PROBLEM: Respond with exact copies of the lines running from the line that contains "I need you to find where the green" to the end of the material.

INFORMATION SUPPLIED:
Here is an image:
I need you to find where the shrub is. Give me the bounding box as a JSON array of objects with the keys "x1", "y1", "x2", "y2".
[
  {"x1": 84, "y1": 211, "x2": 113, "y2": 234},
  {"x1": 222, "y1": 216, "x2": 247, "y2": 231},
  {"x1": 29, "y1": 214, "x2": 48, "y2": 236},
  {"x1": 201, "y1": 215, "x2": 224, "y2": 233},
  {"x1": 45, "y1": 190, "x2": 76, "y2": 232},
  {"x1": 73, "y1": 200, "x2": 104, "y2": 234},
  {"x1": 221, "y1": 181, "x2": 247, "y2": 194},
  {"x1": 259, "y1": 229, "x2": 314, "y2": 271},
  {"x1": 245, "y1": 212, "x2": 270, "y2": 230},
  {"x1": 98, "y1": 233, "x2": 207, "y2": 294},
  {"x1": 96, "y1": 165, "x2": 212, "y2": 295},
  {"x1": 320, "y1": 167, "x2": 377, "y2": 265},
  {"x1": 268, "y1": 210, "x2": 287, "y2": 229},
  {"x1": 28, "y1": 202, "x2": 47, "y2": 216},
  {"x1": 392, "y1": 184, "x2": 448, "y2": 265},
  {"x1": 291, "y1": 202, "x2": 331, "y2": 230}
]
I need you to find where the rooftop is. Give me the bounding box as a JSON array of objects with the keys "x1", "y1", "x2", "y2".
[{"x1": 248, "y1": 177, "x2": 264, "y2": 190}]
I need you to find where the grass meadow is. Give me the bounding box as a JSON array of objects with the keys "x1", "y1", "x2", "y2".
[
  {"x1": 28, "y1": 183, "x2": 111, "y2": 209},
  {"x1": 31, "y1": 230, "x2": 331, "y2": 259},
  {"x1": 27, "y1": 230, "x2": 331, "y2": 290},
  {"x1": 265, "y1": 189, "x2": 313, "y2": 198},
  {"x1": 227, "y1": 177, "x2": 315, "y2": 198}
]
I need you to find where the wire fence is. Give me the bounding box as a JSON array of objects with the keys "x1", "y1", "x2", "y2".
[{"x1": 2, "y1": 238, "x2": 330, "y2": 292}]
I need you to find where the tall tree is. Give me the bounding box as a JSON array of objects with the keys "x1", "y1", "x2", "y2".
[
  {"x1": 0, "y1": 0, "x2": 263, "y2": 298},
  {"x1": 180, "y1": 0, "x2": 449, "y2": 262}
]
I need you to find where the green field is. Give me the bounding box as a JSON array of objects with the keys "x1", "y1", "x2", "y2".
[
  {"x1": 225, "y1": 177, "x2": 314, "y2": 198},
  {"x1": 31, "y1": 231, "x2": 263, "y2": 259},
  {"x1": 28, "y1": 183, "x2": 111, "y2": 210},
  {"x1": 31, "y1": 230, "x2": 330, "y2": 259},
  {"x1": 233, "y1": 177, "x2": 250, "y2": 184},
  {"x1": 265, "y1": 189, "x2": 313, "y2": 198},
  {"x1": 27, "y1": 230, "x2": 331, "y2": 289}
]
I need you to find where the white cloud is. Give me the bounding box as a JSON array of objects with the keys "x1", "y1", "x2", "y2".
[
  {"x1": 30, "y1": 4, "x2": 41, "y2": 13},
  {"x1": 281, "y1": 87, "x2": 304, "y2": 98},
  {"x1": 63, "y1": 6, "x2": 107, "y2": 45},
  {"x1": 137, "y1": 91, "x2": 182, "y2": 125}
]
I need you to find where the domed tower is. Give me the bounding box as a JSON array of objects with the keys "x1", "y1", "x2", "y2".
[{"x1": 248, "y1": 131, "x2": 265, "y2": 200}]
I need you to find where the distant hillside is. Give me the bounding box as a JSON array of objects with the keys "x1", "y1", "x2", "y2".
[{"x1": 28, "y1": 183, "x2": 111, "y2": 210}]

SOLUTION TO THIS PROBLEM:
I need you to find where the green field is. Give me the bounding box as a JSON array of objects with the keys "x1", "y1", "x2", "y2".
[
  {"x1": 225, "y1": 177, "x2": 314, "y2": 198},
  {"x1": 31, "y1": 231, "x2": 263, "y2": 259},
  {"x1": 28, "y1": 183, "x2": 111, "y2": 210},
  {"x1": 31, "y1": 230, "x2": 330, "y2": 259},
  {"x1": 233, "y1": 177, "x2": 250, "y2": 184},
  {"x1": 265, "y1": 189, "x2": 313, "y2": 198},
  {"x1": 27, "y1": 230, "x2": 331, "y2": 289}
]
I need you to find where the white cloud is. Give me the bounding box as a JSON array of objects with the keys "x1", "y1", "x2", "y2".
[
  {"x1": 30, "y1": 4, "x2": 41, "y2": 13},
  {"x1": 281, "y1": 87, "x2": 304, "y2": 98},
  {"x1": 63, "y1": 6, "x2": 107, "y2": 45},
  {"x1": 137, "y1": 91, "x2": 182, "y2": 125}
]
I need you to find where the domed tower is. Give me the bounding box as a JSON array of objects with the keys "x1", "y1", "x2", "y2".
[{"x1": 248, "y1": 131, "x2": 265, "y2": 200}]
I need you to find where the distant hillside is. Give me the bounding box as a JSON array of objects with the keys "x1", "y1", "x2", "y2".
[{"x1": 28, "y1": 183, "x2": 111, "y2": 210}]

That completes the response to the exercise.